▸ **Your instructions**
Everything from the line containing "the asphalt pavement." through the last line of the records below should be printed exactly, please, and nothing else.
....
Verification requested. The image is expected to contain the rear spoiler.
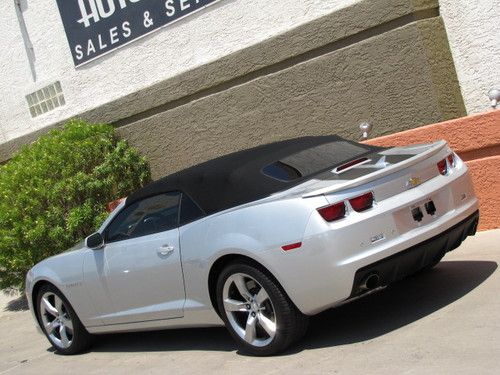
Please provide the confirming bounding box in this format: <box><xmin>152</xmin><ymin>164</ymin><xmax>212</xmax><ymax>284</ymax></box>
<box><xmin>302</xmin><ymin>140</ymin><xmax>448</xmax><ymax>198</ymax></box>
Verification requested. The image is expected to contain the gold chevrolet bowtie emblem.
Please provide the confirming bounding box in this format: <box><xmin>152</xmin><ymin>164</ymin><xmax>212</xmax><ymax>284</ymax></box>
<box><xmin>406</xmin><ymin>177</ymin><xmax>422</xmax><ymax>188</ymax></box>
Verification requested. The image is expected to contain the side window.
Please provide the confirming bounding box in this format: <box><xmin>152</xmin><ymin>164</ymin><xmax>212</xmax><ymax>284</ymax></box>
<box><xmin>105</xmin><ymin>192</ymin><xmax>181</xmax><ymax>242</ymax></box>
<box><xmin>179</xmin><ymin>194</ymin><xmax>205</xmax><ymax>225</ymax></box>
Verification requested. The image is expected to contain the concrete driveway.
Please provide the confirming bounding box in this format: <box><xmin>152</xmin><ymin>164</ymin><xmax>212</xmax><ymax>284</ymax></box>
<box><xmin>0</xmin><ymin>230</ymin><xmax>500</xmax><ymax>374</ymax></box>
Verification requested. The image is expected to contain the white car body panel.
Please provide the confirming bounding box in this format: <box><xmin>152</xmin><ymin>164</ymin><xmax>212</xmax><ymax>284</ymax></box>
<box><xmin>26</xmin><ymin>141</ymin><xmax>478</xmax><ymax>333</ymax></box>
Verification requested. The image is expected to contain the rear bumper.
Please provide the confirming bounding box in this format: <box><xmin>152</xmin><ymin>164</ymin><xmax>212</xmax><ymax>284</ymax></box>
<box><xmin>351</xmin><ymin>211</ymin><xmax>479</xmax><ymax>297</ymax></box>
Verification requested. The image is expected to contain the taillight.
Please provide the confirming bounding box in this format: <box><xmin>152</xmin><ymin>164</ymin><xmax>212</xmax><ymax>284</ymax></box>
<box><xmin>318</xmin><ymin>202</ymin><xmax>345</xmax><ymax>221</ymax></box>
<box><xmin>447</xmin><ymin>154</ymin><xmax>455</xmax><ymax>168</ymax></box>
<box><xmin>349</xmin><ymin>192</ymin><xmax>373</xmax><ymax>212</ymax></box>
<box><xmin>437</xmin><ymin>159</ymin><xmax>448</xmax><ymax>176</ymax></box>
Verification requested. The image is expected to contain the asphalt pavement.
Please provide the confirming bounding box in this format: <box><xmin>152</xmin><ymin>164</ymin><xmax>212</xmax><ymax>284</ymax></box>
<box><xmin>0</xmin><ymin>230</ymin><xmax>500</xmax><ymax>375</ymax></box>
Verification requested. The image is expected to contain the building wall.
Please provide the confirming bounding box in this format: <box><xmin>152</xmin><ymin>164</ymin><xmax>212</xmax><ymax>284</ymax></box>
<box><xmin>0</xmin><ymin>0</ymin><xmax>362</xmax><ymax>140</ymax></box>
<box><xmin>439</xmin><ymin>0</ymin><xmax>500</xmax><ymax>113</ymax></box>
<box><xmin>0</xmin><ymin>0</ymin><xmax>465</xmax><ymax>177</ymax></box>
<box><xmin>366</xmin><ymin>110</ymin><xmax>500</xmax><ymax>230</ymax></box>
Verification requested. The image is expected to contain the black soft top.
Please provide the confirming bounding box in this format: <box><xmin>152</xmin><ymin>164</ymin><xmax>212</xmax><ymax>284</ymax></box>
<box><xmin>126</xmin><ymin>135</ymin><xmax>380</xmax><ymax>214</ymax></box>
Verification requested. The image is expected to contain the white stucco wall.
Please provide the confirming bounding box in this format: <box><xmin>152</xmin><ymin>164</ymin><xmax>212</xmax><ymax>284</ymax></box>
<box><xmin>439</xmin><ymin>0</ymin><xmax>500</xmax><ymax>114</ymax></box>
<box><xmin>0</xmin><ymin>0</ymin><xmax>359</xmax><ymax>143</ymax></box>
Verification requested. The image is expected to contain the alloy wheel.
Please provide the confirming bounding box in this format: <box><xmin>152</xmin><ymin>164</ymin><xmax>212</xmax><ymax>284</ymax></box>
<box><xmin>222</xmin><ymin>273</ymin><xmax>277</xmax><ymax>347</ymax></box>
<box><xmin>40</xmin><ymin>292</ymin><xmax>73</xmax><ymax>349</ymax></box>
....
▸ **Solution to the problem**
Verification requested. The image is expected to contain the asphalt pavement.
Please provide the confirming bounding box in this format: <box><xmin>152</xmin><ymin>164</ymin><xmax>212</xmax><ymax>284</ymax></box>
<box><xmin>0</xmin><ymin>230</ymin><xmax>500</xmax><ymax>375</ymax></box>
Verification requested. The image is expected to contain the building wall.
Please provide the confirming bounding box in this format: <box><xmin>152</xmin><ymin>164</ymin><xmax>212</xmax><ymax>284</ymax></box>
<box><xmin>0</xmin><ymin>0</ymin><xmax>362</xmax><ymax>140</ymax></box>
<box><xmin>439</xmin><ymin>0</ymin><xmax>500</xmax><ymax>113</ymax></box>
<box><xmin>0</xmin><ymin>0</ymin><xmax>465</xmax><ymax>177</ymax></box>
<box><xmin>366</xmin><ymin>110</ymin><xmax>500</xmax><ymax>230</ymax></box>
Verification requested. The image is expected to contain the black soft top.
Please provide the confirming bounding box in this format: <box><xmin>152</xmin><ymin>164</ymin><xmax>212</xmax><ymax>284</ymax></box>
<box><xmin>126</xmin><ymin>135</ymin><xmax>380</xmax><ymax>214</ymax></box>
Verification requested. The image is expected to contain the white stucco wall.
Please provide the confirming bounding box in this format: <box><xmin>152</xmin><ymin>164</ymin><xmax>212</xmax><ymax>284</ymax></box>
<box><xmin>439</xmin><ymin>0</ymin><xmax>500</xmax><ymax>114</ymax></box>
<box><xmin>0</xmin><ymin>0</ymin><xmax>359</xmax><ymax>143</ymax></box>
Verification requested. The image is expected to contain the alloy wheel.
Please provide the confirming bounding box in this format: <box><xmin>152</xmin><ymin>164</ymin><xmax>212</xmax><ymax>284</ymax></box>
<box><xmin>222</xmin><ymin>273</ymin><xmax>277</xmax><ymax>347</ymax></box>
<box><xmin>40</xmin><ymin>292</ymin><xmax>73</xmax><ymax>349</ymax></box>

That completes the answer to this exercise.